Please render every line of the records below as a numbered list, skipping blank lines and leaving out the pictures.

+===+

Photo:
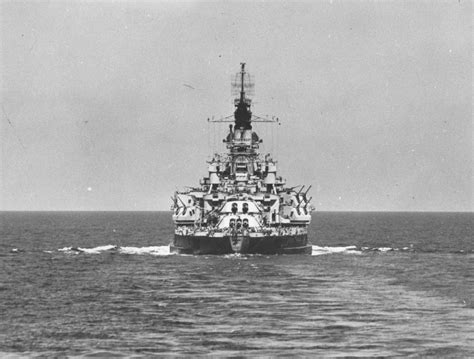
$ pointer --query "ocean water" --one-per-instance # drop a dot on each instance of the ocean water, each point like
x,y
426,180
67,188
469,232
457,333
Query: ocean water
x,y
98,284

+===+

The output -
1. Photo:
2. $ pointer --query "ocean water" --one-per-instance # drop a dot on each instance of the ocean water, each point like
3. x,y
4. 426,180
5. 67,188
6. 469,232
7. 457,333
8. Query: ocean water
9. x,y
10. 98,284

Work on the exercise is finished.